# Task brief:
Leave out any pictures and transcribe all other data below exactly.

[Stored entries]
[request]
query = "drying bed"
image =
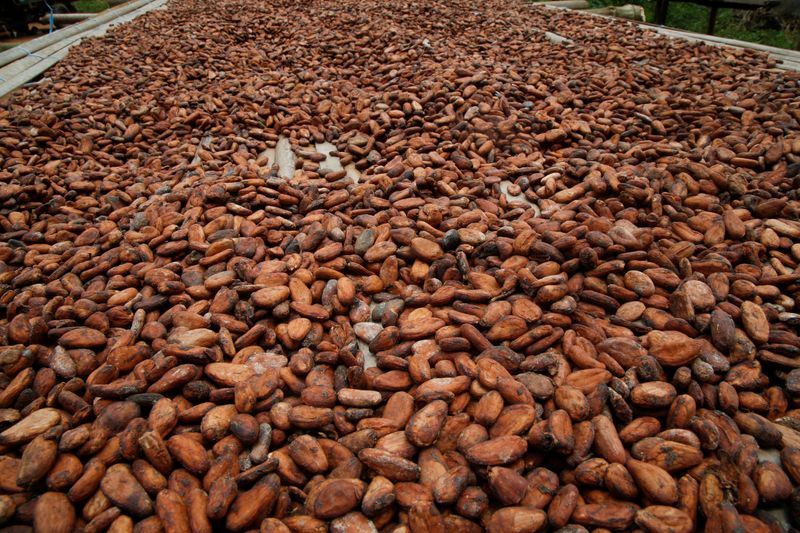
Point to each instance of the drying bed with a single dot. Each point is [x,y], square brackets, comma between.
[407,266]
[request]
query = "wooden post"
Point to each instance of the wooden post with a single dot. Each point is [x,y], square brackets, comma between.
[661,11]
[712,19]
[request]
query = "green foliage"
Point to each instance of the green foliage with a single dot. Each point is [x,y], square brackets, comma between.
[90,6]
[730,22]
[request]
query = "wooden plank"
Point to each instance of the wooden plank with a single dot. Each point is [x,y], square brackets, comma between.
[787,59]
[20,72]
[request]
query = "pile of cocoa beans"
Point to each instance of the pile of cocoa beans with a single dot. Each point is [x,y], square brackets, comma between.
[563,294]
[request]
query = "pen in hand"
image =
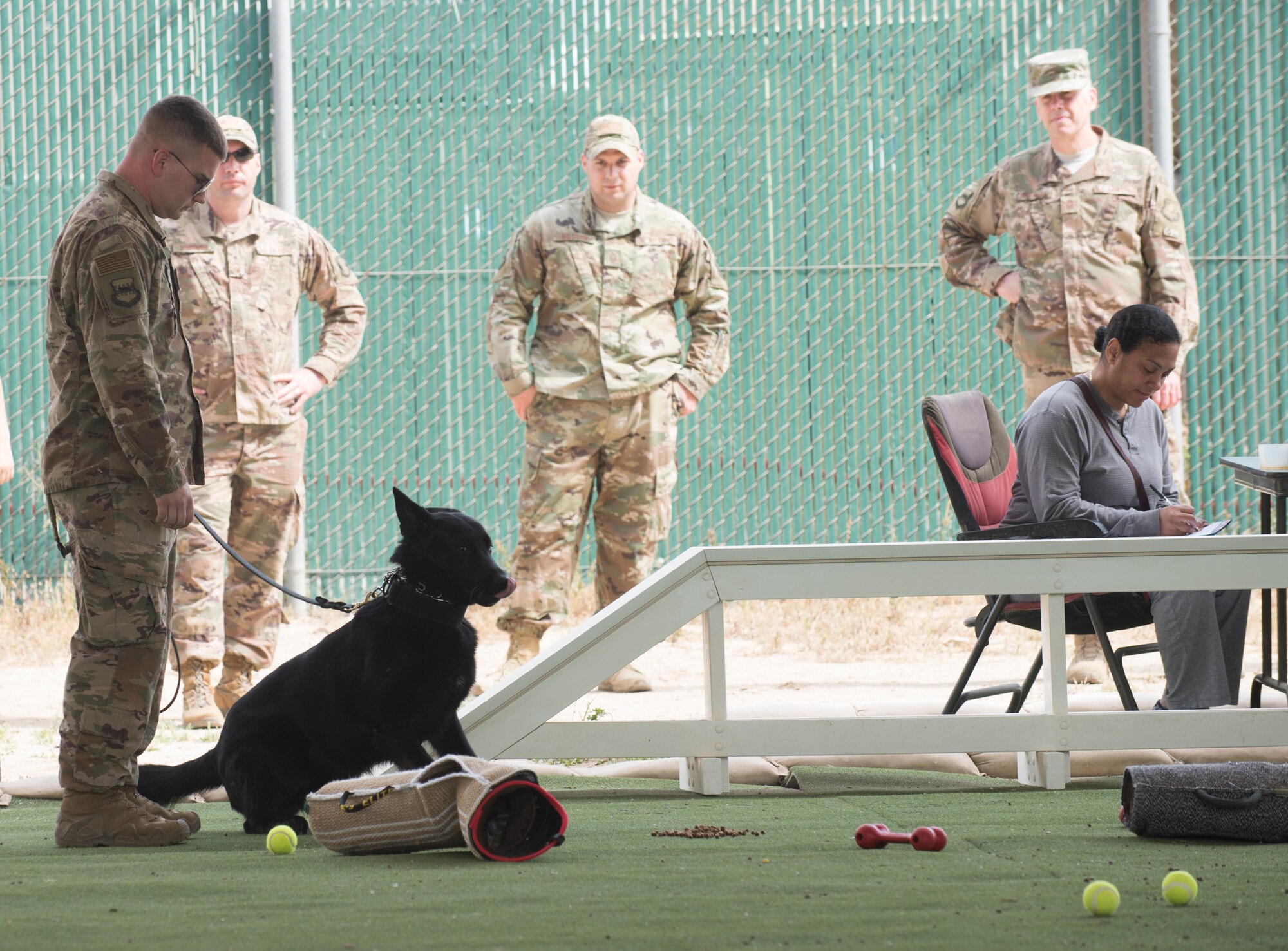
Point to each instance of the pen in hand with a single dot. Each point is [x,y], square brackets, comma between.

# The result:
[request]
query = "drying bed"
image =
Point to each instance of the drying bed with a single dot. Each point is [x,y], square brackets, comma between.
[407,266]
[request]
query = "wooden post"
Point to each instance of the wooden post with a single dot. Each point is [x,y], square brackets, comma between.
[661,11]
[712,19]
[request]
query = "green foliage"
Point to each instance of the green foliage with a single dot. Each point is [x,y], square brackets, comma between.
[90,6]
[730,22]
[request]
query = "wooden plank"
Point to each instance of the wooden plank with a single dot. Each point is [x,y], square brackets, comma between.
[787,59]
[20,72]
[request]
query = "pile of cocoa beans"
Point to each instance of the pile of cocoa beans with a single dot. Each point is [x,y], square brackets, comma between.
[563,294]
[request]
query = "pen in hand"
image =
Point to each instance of the pen in hand with a single dot. Each point is [x,y], square brackets, comma between.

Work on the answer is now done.